Task prompt: Go through the data below and return each line where the string "frame" occurs.
+++ Records shown +++
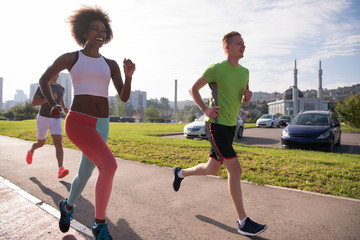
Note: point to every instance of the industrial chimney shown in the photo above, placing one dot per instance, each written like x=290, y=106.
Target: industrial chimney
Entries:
x=295, y=93
x=320, y=90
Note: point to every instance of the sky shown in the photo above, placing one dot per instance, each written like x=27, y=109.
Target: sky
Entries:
x=179, y=39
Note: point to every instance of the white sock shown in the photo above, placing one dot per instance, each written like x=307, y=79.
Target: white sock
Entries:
x=180, y=175
x=242, y=221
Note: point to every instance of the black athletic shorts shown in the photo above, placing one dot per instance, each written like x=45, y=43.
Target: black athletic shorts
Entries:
x=221, y=138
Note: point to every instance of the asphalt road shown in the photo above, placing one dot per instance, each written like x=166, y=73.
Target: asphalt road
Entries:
x=143, y=204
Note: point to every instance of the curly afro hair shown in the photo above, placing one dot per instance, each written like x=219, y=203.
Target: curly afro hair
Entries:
x=81, y=19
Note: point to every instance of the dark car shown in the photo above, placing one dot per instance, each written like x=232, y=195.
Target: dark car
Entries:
x=312, y=129
x=284, y=120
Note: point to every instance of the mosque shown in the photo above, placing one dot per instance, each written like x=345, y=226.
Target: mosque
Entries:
x=293, y=100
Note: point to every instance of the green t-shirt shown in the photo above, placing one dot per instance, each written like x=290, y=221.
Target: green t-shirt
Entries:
x=227, y=84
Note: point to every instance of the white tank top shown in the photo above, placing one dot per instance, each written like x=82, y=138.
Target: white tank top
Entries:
x=90, y=76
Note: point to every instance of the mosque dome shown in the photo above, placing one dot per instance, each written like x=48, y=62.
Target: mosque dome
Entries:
x=287, y=95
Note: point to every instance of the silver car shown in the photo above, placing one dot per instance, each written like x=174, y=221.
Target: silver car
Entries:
x=268, y=120
x=196, y=129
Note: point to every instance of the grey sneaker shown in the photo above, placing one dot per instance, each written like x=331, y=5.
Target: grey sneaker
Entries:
x=251, y=228
x=65, y=217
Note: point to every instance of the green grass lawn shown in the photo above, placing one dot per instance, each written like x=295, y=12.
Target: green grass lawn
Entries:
x=321, y=172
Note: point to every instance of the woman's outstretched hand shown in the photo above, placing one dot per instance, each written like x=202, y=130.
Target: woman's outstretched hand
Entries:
x=129, y=68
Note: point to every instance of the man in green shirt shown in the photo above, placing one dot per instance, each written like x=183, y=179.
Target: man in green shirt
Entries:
x=229, y=84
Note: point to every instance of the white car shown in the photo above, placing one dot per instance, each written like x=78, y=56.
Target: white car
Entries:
x=196, y=129
x=268, y=120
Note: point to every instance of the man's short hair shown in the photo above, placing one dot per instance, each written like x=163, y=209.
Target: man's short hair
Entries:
x=227, y=39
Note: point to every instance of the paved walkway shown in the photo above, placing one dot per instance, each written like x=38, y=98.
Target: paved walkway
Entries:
x=144, y=206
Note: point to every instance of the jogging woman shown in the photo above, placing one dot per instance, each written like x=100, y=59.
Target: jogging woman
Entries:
x=87, y=123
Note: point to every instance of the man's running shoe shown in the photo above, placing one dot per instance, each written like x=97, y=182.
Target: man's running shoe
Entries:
x=100, y=231
x=251, y=228
x=65, y=217
x=63, y=172
x=177, y=180
x=29, y=157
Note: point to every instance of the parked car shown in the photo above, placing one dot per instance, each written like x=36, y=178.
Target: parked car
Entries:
x=114, y=119
x=312, y=129
x=196, y=129
x=268, y=120
x=284, y=120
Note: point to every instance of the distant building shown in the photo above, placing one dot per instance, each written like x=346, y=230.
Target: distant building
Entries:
x=137, y=99
x=20, y=96
x=33, y=88
x=9, y=104
x=293, y=101
x=1, y=94
x=65, y=81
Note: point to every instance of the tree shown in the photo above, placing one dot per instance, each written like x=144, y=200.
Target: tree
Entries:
x=349, y=110
x=151, y=113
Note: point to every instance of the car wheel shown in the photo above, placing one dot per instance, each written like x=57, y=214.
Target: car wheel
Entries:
x=339, y=141
x=240, y=132
x=331, y=146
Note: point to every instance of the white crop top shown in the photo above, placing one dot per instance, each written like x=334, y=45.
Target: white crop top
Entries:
x=90, y=76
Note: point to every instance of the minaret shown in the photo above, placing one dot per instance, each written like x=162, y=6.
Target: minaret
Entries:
x=320, y=90
x=175, y=100
x=295, y=93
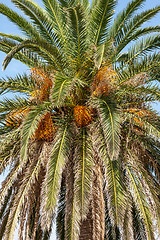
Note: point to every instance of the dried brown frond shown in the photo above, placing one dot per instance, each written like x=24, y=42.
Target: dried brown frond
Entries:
x=82, y=116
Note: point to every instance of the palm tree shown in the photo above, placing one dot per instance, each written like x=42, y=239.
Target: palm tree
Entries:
x=82, y=142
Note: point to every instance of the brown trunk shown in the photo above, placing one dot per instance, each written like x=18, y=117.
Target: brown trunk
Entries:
x=93, y=227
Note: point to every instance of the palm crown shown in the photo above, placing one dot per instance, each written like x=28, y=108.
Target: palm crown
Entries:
x=83, y=142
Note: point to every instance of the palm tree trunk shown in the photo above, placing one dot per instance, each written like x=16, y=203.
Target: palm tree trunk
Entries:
x=93, y=228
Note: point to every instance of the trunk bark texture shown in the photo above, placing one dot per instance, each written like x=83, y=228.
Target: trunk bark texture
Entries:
x=93, y=228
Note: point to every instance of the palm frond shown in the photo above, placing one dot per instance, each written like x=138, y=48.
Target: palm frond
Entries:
x=39, y=18
x=131, y=26
x=30, y=125
x=12, y=36
x=141, y=48
x=115, y=192
x=83, y=173
x=110, y=122
x=55, y=166
x=55, y=12
x=77, y=31
x=27, y=57
x=7, y=105
x=21, y=22
x=123, y=17
x=30, y=177
x=60, y=220
x=45, y=50
x=100, y=19
x=141, y=202
x=20, y=83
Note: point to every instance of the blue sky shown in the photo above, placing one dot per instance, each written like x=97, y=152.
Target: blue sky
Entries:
x=16, y=67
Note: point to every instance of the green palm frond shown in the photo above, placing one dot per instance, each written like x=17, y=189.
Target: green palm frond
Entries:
x=7, y=105
x=144, y=64
x=100, y=19
x=45, y=50
x=55, y=12
x=63, y=87
x=27, y=57
x=39, y=18
x=55, y=167
x=20, y=83
x=131, y=26
x=83, y=172
x=124, y=16
x=13, y=37
x=21, y=22
x=10, y=148
x=141, y=48
x=77, y=31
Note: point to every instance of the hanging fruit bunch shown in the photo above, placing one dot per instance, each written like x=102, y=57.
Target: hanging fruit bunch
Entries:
x=46, y=129
x=15, y=118
x=104, y=81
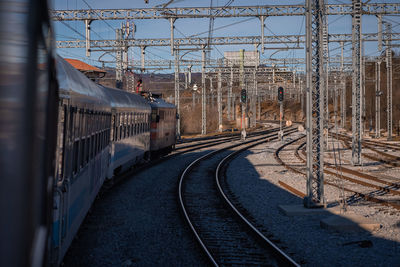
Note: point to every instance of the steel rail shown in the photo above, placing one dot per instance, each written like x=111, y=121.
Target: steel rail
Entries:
x=182, y=202
x=284, y=257
x=367, y=197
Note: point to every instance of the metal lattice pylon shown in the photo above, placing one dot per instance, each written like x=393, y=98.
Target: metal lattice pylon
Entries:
x=315, y=108
x=356, y=84
x=203, y=93
x=389, y=80
x=177, y=93
x=119, y=69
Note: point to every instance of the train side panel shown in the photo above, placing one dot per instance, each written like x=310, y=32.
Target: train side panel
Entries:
x=82, y=154
x=163, y=126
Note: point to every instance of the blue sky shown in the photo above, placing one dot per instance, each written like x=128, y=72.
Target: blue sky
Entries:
x=188, y=27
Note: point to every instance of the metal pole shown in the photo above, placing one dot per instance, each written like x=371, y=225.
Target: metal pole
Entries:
x=241, y=75
x=343, y=87
x=378, y=99
x=203, y=92
x=142, y=54
x=231, y=105
x=314, y=71
x=171, y=22
x=219, y=98
x=118, y=69
x=87, y=37
x=389, y=71
x=177, y=96
x=357, y=83
x=262, y=34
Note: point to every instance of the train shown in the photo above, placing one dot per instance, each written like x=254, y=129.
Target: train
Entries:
x=62, y=136
x=101, y=132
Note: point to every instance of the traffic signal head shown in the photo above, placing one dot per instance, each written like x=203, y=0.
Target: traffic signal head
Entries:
x=280, y=94
x=243, y=96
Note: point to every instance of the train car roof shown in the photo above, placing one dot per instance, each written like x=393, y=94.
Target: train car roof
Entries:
x=159, y=103
x=74, y=84
x=123, y=99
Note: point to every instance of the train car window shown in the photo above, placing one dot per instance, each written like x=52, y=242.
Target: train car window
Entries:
x=82, y=152
x=75, y=157
x=96, y=149
x=123, y=126
x=141, y=123
x=98, y=142
x=87, y=151
x=63, y=130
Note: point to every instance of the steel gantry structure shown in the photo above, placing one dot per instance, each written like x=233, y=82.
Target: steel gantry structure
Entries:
x=217, y=12
x=315, y=108
x=316, y=40
x=357, y=84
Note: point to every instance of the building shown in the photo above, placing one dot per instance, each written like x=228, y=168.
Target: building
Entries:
x=90, y=71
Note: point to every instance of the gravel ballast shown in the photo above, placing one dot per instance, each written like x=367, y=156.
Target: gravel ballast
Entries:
x=138, y=223
x=253, y=177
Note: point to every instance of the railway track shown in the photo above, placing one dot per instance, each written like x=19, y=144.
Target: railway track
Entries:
x=218, y=140
x=362, y=185
x=380, y=156
x=225, y=235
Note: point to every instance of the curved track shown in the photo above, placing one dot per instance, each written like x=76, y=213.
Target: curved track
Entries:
x=365, y=186
x=225, y=235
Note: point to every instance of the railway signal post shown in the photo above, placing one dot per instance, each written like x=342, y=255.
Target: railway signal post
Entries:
x=243, y=100
x=280, y=99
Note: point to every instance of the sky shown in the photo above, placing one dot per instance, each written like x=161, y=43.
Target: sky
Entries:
x=187, y=27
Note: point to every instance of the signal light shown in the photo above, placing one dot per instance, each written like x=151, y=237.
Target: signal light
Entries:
x=243, y=96
x=280, y=94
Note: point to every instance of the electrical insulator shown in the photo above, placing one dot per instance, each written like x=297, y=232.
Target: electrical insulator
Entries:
x=243, y=96
x=280, y=94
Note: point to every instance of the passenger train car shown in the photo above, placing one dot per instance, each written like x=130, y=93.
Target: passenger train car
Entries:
x=61, y=137
x=28, y=116
x=163, y=125
x=101, y=132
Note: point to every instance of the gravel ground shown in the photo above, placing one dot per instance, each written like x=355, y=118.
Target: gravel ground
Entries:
x=138, y=223
x=254, y=176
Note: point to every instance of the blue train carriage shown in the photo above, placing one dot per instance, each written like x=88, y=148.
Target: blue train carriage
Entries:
x=163, y=125
x=130, y=130
x=82, y=157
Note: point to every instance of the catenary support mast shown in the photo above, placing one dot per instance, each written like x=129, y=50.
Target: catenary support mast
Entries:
x=315, y=109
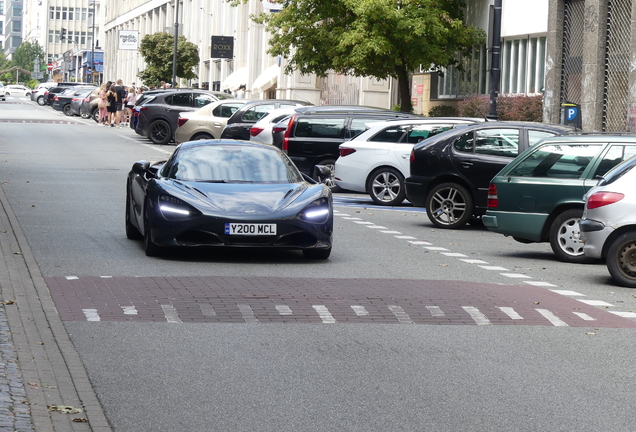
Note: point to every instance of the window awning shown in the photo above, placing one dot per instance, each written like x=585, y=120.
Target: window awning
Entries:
x=265, y=80
x=235, y=79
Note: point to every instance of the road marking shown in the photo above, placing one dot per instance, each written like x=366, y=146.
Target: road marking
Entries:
x=568, y=292
x=324, y=314
x=360, y=310
x=584, y=316
x=129, y=310
x=553, y=319
x=284, y=310
x=473, y=261
x=538, y=283
x=91, y=315
x=399, y=313
x=248, y=314
x=595, y=302
x=510, y=312
x=477, y=316
x=436, y=311
x=516, y=275
x=171, y=314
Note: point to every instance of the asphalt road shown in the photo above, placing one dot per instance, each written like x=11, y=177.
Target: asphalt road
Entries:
x=65, y=179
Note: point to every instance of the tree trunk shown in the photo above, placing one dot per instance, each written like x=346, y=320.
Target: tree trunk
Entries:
x=404, y=89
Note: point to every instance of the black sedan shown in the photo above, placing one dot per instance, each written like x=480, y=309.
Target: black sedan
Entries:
x=227, y=193
x=451, y=172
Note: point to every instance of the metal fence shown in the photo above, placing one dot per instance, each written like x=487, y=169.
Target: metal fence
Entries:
x=617, y=63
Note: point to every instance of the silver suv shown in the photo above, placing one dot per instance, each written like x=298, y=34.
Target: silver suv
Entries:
x=608, y=226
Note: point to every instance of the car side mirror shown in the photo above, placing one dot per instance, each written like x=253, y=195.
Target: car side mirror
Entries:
x=141, y=167
x=323, y=172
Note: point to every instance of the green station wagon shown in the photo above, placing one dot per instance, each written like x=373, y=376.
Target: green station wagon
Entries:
x=539, y=196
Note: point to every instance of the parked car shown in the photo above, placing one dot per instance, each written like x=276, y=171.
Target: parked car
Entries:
x=262, y=131
x=76, y=103
x=539, y=196
x=238, y=126
x=450, y=173
x=17, y=90
x=608, y=226
x=159, y=112
x=377, y=160
x=227, y=193
x=314, y=134
x=207, y=122
x=62, y=101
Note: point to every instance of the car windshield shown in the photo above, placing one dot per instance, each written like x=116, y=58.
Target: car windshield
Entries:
x=231, y=164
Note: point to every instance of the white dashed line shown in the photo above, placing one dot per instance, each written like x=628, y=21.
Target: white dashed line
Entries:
x=510, y=312
x=478, y=317
x=550, y=317
x=324, y=314
x=360, y=310
x=91, y=315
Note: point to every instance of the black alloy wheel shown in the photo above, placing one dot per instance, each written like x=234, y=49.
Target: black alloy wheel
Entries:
x=160, y=132
x=449, y=205
x=621, y=259
x=386, y=186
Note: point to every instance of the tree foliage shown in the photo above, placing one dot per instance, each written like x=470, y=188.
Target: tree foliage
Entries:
x=157, y=50
x=380, y=38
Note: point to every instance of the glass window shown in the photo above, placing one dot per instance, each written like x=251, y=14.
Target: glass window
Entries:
x=201, y=100
x=557, y=161
x=535, y=136
x=179, y=99
x=257, y=112
x=391, y=134
x=615, y=155
x=320, y=128
x=226, y=110
x=497, y=142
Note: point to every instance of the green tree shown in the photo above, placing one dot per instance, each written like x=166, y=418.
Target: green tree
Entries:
x=157, y=50
x=380, y=38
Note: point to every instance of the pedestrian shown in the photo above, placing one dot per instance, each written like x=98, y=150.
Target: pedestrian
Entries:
x=121, y=97
x=112, y=105
x=102, y=105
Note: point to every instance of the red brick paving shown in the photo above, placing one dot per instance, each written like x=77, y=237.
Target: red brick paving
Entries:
x=186, y=294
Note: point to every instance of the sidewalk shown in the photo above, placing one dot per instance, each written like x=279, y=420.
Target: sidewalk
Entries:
x=39, y=367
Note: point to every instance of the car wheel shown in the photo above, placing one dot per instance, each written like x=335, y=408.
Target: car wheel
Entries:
x=565, y=237
x=386, y=187
x=201, y=136
x=150, y=248
x=329, y=181
x=131, y=231
x=621, y=260
x=449, y=205
x=160, y=132
x=317, y=253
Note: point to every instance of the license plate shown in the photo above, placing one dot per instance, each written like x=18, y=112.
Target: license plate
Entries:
x=250, y=229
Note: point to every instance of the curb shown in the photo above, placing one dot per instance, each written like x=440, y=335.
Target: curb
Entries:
x=46, y=356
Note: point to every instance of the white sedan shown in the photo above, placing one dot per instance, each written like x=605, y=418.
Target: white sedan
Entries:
x=17, y=90
x=377, y=161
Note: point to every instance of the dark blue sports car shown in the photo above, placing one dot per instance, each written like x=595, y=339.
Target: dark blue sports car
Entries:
x=227, y=193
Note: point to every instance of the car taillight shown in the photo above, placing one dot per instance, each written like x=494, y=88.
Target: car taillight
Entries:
x=290, y=125
x=346, y=151
x=255, y=131
x=493, y=199
x=600, y=199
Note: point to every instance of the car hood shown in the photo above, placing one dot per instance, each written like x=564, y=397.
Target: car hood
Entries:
x=243, y=198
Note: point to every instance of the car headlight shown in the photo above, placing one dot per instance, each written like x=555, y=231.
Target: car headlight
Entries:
x=316, y=212
x=174, y=208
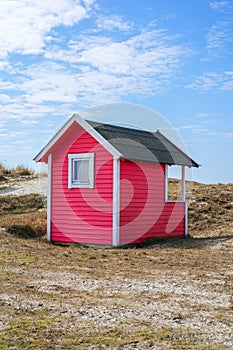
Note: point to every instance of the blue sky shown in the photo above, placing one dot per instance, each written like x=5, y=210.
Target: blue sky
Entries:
x=174, y=57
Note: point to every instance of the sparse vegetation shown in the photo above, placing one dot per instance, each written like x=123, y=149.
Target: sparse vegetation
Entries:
x=174, y=294
x=19, y=170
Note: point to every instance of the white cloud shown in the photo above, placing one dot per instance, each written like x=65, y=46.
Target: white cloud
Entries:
x=142, y=64
x=25, y=24
x=220, y=5
x=113, y=22
x=219, y=38
x=213, y=82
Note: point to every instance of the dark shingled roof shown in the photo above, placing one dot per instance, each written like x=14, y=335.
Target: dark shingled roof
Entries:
x=143, y=145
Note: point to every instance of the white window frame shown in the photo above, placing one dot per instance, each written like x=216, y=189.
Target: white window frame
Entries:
x=79, y=157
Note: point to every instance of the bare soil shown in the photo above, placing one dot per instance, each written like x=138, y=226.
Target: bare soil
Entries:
x=172, y=294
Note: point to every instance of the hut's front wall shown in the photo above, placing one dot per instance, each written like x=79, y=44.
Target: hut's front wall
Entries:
x=81, y=214
x=144, y=213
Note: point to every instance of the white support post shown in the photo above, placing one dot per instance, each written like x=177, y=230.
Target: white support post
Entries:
x=49, y=199
x=166, y=183
x=116, y=202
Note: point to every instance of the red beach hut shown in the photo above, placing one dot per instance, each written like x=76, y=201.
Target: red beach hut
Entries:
x=107, y=184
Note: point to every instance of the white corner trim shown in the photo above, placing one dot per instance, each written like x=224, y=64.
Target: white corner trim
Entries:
x=72, y=157
x=165, y=183
x=186, y=219
x=49, y=197
x=116, y=202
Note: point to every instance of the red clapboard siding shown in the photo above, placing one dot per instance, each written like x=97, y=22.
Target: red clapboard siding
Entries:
x=81, y=215
x=144, y=214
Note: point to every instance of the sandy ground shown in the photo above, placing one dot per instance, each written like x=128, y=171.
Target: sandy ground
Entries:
x=170, y=296
x=22, y=187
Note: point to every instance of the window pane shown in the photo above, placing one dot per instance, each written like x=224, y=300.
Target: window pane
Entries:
x=81, y=170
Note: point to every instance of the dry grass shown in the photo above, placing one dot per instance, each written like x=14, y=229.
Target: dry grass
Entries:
x=176, y=294
x=19, y=170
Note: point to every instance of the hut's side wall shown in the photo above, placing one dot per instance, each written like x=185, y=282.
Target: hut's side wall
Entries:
x=144, y=213
x=81, y=215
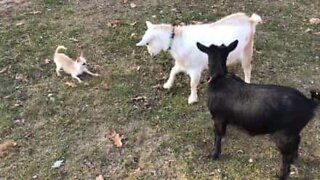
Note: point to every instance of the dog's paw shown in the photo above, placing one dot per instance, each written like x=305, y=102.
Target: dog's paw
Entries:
x=167, y=85
x=192, y=99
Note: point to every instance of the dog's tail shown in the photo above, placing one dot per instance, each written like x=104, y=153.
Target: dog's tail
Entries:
x=58, y=48
x=255, y=19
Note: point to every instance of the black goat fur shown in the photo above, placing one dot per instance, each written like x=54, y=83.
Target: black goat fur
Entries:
x=258, y=109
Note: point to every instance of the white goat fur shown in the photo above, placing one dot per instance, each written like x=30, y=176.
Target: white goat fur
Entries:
x=189, y=59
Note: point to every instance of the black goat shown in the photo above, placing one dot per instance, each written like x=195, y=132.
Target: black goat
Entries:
x=258, y=109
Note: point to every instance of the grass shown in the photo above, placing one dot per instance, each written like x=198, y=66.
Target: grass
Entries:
x=164, y=137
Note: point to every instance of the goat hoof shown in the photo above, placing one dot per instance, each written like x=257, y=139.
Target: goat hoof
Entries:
x=167, y=85
x=192, y=99
x=215, y=157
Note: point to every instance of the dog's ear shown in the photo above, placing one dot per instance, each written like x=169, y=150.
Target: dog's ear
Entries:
x=149, y=24
x=202, y=47
x=232, y=46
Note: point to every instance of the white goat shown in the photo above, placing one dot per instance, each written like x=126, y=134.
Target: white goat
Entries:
x=181, y=42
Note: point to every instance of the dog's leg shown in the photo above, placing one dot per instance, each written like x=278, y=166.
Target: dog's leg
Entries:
x=195, y=76
x=77, y=78
x=174, y=71
x=219, y=131
x=89, y=72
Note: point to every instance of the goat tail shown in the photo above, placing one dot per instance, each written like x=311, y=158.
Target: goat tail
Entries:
x=315, y=95
x=255, y=19
x=60, y=47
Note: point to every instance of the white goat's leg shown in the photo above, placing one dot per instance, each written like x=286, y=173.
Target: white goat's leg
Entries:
x=247, y=72
x=89, y=72
x=58, y=68
x=76, y=77
x=194, y=82
x=174, y=71
x=246, y=61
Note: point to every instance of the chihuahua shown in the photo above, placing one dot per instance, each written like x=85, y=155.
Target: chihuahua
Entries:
x=74, y=68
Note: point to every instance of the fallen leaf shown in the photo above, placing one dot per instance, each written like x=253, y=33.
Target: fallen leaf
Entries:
x=71, y=84
x=314, y=21
x=116, y=138
x=6, y=147
x=47, y=61
x=133, y=5
x=100, y=177
x=57, y=164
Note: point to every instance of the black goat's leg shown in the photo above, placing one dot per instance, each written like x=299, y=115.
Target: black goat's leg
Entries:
x=288, y=147
x=219, y=132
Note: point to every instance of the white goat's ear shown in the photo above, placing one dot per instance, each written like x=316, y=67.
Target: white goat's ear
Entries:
x=149, y=24
x=141, y=43
x=232, y=45
x=202, y=47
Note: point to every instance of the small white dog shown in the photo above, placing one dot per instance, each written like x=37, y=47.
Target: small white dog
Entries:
x=181, y=41
x=74, y=68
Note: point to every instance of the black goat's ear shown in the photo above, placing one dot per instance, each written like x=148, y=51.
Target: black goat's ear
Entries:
x=232, y=45
x=202, y=47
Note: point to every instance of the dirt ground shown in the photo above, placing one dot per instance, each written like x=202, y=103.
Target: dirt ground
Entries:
x=163, y=136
+++
Result of this exercise:
Note: point to every instance of the white window frame shown in the photo above, placing one dot per instance, each written like x=216, y=189.
Target: white window frame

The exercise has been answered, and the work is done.